*Passage given*:
Monitoring#
What Is It?#
Monitoring is how PSW answers the question “is everything still working?” without you having to SSH around and poke at services. It collects two kinds of signals from every target and every app :
- Metrics — numbers over time: CPU, memory, disk, response times, queue lengths, request counts
- Logs — the text each service writes as it runs: errors, warnings, requests served, things that crashed
Those signals get shipped to a central place, displayed on dashboards, and — when something goes wrong — turned into a phone notification so you actually find out about it.
The Stack#
Everything in this page ships together under one stack :
psw app add @observability --target monitoringThe stack (psw-apps/stacks/observability.yml
) is exactly nine apps. Each one does one thing:
| App | Role in one sentence |
|---|---|
| Prometheus | The metrics database. Scrapes numbers from every app’s /metrics endpoint on a schedule and stores the time series |
| Loki | The logs database. Receives log lines from every target and indexes them by label (host, service, level) |
| Alloy | The log shipper. Deployed to every target (broadcast app), reads the systemd journal and forwards entries to Loki |
| Node Exporter | The hardware probe. Also broadcast; exposes CPU/RAM/disk/network metrics for Prometheus to scrape |
| Grafana | The dashboards. Plots metrics from Prometheus and logs from Loki side by side |
| Alertmanager | The alert router. When Prometheus trips an alert rule, Alertmanager groups, deduplicates, and forwards it |
| ntfy | The phone notifier. Alertmanager fires webhooks at it, ntfy pushes to your phone |
| Blackbox Exporter | The synthetic prober. Hits HTTP/TCP/DNS endpoints from outside the app and reports up/down |
| Uptime Kuma | The status page. A friendlier “are my services reachable?” dashboard at https://status.<domain> |
You don’t usually need all nine — the stack bundles them because they all fit together cleanly, but you can psw app add individual ones if you want just metrics or just logs.

*Extracted material*:

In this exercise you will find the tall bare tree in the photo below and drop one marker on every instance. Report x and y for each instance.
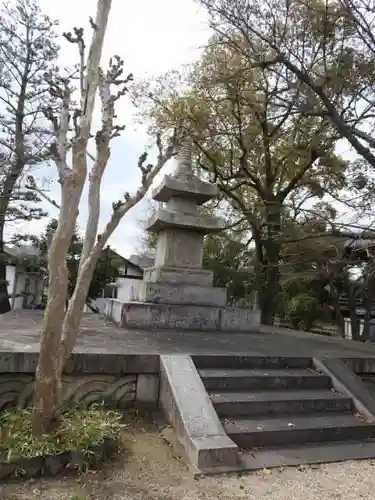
(61, 326)
(27, 51)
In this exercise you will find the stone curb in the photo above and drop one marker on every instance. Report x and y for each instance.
(347, 382)
(187, 406)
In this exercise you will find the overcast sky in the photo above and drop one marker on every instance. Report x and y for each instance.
(152, 37)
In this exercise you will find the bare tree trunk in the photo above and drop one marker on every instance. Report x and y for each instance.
(61, 327)
(272, 246)
(48, 374)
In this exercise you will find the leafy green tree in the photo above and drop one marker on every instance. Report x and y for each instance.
(265, 158)
(27, 52)
(324, 49)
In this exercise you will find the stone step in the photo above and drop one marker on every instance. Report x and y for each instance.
(237, 404)
(268, 458)
(297, 429)
(252, 362)
(258, 379)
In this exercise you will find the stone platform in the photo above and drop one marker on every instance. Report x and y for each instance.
(302, 387)
(20, 330)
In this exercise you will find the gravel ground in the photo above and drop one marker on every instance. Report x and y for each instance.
(150, 470)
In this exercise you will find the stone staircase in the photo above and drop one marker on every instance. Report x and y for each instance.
(282, 412)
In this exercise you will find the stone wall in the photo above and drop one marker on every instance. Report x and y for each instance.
(119, 381)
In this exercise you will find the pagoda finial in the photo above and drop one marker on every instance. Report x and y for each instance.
(184, 158)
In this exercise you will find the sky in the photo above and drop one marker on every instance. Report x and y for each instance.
(152, 38)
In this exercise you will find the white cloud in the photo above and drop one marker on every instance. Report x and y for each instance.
(152, 38)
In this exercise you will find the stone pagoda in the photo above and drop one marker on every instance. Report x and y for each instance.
(177, 292)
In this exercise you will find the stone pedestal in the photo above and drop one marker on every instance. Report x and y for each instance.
(177, 292)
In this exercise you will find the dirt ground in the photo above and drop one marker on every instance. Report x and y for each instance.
(151, 470)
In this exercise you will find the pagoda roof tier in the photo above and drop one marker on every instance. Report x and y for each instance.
(165, 219)
(187, 186)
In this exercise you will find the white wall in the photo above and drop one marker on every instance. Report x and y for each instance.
(348, 327)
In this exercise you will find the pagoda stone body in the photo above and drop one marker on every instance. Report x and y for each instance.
(177, 293)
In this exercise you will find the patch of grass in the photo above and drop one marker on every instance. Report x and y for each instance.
(80, 430)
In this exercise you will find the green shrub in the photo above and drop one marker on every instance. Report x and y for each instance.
(79, 430)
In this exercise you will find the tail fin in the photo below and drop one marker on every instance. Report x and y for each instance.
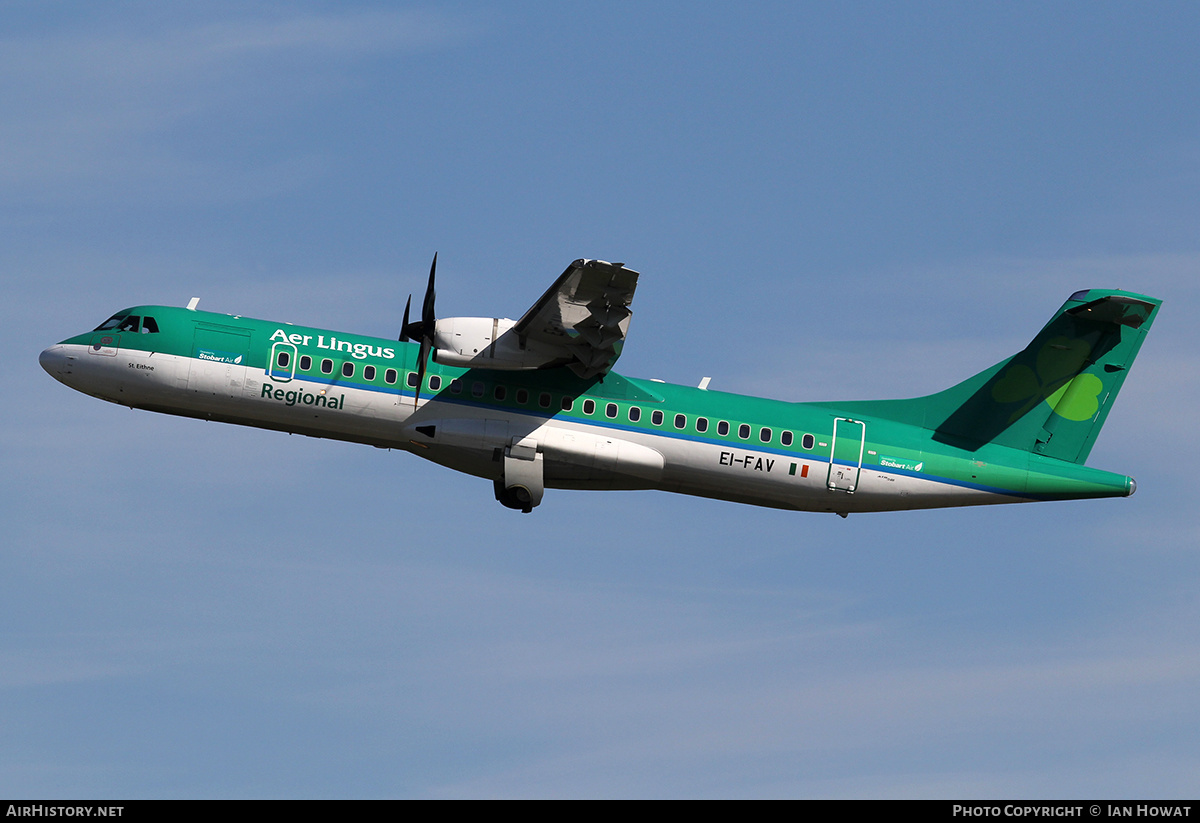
(1054, 396)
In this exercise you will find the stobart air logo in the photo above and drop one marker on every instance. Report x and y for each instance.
(357, 350)
(901, 463)
(1054, 379)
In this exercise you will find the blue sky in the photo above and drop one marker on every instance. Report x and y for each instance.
(826, 202)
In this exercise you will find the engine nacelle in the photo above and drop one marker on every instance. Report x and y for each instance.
(489, 342)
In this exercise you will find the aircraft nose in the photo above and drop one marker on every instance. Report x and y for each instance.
(54, 360)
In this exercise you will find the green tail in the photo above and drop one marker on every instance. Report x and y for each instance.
(1050, 398)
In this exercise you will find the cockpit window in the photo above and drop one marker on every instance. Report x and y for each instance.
(112, 323)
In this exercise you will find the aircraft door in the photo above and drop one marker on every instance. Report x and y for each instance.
(217, 362)
(282, 365)
(846, 454)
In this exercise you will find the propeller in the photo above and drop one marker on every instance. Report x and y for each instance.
(421, 330)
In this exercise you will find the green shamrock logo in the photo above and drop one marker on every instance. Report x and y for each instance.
(1055, 379)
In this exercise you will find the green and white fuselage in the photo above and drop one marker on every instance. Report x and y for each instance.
(1017, 432)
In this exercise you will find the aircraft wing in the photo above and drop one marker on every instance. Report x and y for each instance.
(585, 314)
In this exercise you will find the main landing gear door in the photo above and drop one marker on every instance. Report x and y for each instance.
(846, 454)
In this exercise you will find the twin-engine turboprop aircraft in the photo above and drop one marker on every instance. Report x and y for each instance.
(533, 404)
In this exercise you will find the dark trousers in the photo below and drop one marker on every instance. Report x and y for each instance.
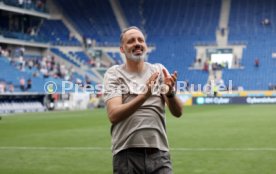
(142, 161)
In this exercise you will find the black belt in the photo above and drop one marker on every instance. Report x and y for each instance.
(148, 151)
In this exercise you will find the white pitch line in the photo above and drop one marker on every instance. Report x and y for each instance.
(109, 149)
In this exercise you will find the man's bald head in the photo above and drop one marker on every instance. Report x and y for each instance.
(127, 29)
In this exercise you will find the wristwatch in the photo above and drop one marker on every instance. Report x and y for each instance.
(171, 94)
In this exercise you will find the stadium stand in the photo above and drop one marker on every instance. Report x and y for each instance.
(93, 19)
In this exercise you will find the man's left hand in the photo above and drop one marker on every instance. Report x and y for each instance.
(169, 80)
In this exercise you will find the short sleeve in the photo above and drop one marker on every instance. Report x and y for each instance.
(111, 84)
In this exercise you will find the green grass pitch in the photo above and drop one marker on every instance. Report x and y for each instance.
(236, 139)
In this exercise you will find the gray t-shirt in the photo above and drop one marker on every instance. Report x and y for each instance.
(146, 127)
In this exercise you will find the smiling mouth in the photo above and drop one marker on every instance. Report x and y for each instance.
(138, 50)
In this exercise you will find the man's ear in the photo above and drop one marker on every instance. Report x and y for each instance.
(121, 49)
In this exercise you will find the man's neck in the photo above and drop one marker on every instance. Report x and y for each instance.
(133, 66)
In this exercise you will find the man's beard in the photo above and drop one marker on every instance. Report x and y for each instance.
(136, 58)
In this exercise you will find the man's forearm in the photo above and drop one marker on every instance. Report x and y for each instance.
(122, 111)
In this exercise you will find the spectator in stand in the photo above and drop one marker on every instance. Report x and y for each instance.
(2, 87)
(257, 62)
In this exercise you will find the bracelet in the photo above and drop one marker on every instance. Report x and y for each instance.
(171, 94)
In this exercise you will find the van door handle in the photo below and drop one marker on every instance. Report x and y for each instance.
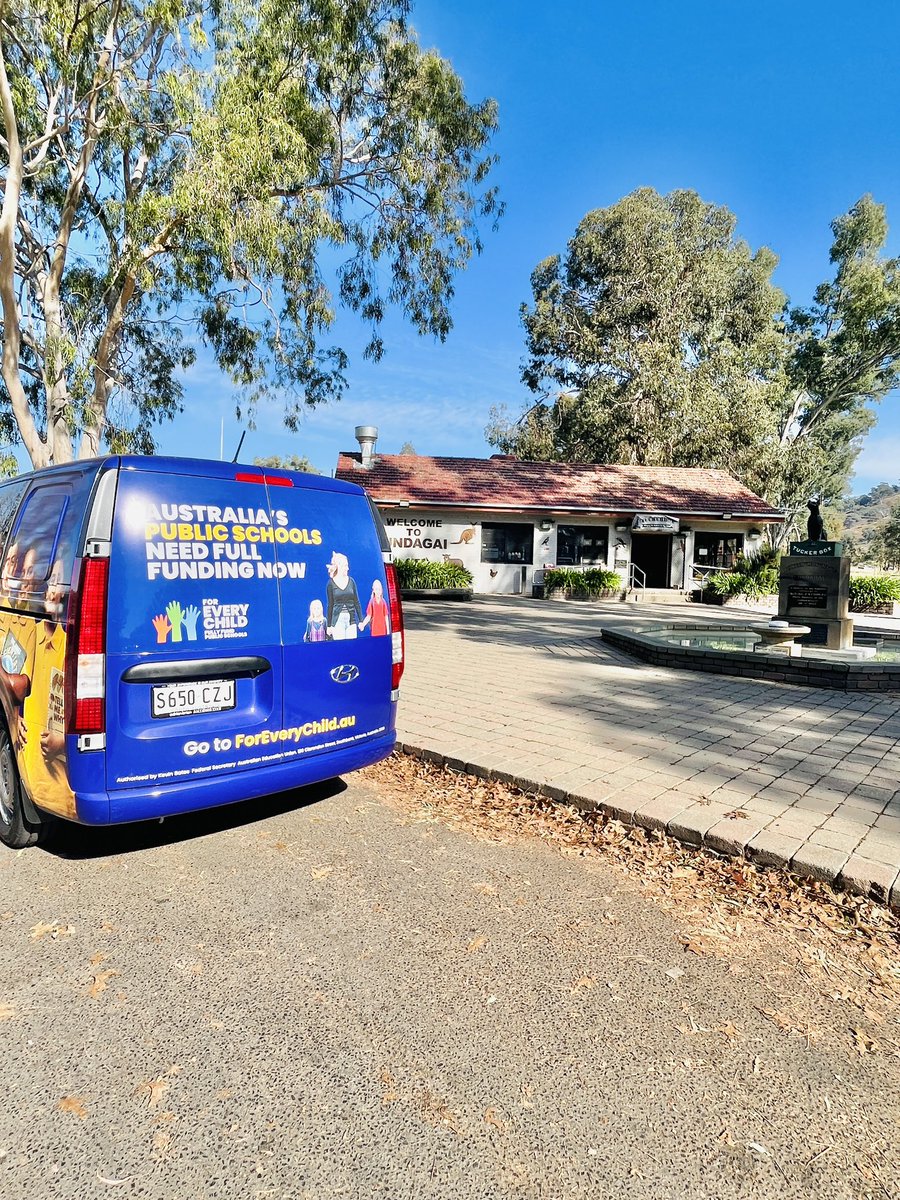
(246, 666)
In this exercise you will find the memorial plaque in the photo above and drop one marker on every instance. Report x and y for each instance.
(807, 595)
(814, 586)
(817, 549)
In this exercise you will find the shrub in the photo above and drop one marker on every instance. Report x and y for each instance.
(753, 577)
(869, 592)
(423, 573)
(581, 583)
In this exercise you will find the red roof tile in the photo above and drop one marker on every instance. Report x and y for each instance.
(505, 483)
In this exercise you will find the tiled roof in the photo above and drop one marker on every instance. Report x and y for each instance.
(507, 483)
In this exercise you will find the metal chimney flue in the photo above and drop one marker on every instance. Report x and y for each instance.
(366, 436)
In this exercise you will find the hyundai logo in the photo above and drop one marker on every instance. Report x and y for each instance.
(346, 673)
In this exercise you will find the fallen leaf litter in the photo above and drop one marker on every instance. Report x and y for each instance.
(845, 946)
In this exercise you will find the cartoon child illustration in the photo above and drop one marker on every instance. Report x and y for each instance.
(377, 615)
(317, 625)
(343, 607)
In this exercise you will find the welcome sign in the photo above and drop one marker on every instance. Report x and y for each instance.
(654, 522)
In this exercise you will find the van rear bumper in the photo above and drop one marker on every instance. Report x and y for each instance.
(172, 799)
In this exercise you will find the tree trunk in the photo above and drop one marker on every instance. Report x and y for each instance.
(12, 319)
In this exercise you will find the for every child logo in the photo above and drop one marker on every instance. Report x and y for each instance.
(220, 621)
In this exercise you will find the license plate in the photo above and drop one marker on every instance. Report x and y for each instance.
(186, 699)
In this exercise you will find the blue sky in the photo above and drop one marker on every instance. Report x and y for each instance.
(784, 112)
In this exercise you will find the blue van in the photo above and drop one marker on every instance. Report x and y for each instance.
(178, 634)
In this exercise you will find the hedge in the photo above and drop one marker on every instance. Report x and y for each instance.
(423, 573)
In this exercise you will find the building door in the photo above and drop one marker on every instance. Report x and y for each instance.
(652, 552)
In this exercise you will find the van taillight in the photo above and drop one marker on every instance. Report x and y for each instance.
(397, 647)
(85, 649)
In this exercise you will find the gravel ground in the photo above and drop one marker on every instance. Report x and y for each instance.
(336, 994)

*Work to be completed*: Extend the PSW monitoring documentation past its final sentence, keeping its tone and formatting.

*Response*:
Metrics: How Prometheus Finds Every App#
When you add a new app, Prometheus picks it up automatically — no manual scrape config to edit. The plumbing is a convention :
- An app sets
monitoring_enabled: truein itsmeta.yml(most catalog apps already do) - At deploy time the monitoring convention renderer generates a tiny scrape config file at
services/<app>/monitoring/<app>-scrape.yml— host, port, metrics path - Prometheus declares itself as the aggregator
for the
monitoringconvention. Every render pass copies every per-app*-scrape.ymlintoservices/prometheus/scrape-configs/(a.gitignored derived directory — the per-app files are the source of truth). The execution plan ’s SYNC node rsyncs that aggregated directory to the Prometheus container - Prometheus is started with
--web.enable-lifecycle, and its config loadsscrape_config_files: scrape-configs/*.yml. The aggregator triggers a live reload, no restart - Next scrape interval, Prometheus is already hitting the new app
Remove the app and the reverse happens: the scrape file disappears, the aggregator syncs, Prometheus stops scraping.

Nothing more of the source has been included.